WHAT YOU ARE ASKED TO DO:
Line by line, retype the material with nothing left out.
· · · ·
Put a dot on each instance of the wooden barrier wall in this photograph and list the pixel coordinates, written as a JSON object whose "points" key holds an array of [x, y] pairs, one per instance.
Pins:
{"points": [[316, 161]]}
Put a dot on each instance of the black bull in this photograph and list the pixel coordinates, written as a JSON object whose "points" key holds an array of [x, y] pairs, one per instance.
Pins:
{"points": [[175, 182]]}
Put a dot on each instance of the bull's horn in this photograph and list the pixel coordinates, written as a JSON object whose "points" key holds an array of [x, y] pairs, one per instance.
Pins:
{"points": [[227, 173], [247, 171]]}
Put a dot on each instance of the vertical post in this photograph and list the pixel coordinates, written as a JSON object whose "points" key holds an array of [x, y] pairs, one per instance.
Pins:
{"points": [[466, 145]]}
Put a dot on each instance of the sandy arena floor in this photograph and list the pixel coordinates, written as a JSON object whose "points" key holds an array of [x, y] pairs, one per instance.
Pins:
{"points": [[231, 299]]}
· · · ·
TASK RESPONSE:
Put a dot on each instance of the wooden barrier wall in this photograph and list the pixel coordinates, written as a JSON object whose "points" key holds an array of [x, y] pairs, one per instance.
Pins:
{"points": [[316, 161]]}
Put a dot on each instance of the black bull in this photograph and list the pixel coordinates, written as a JSON object whose "points" key holds an array of [x, y] pairs, one per instance.
Pins:
{"points": [[175, 182]]}
Put a dot on each instance of the bull's horn in this photograph and list the pixel coordinates, written as a JSON object whose "points" key holds an array of [x, y] pairs, one per instance.
Pins:
{"points": [[227, 173], [247, 171]]}
Put a dot on each instance of the vertical post in this photograph and list the pixel coordinates, written as a JSON object whose "points" key holds an array of [x, y] pairs, one per instance.
Pins:
{"points": [[466, 145]]}
Put a dot on each instance of the sandy arena floor in this photograph and list the pixel coordinates, written as a JSON object whose "points" key holds an array of [x, y] pairs, one per instance.
Pins:
{"points": [[231, 299]]}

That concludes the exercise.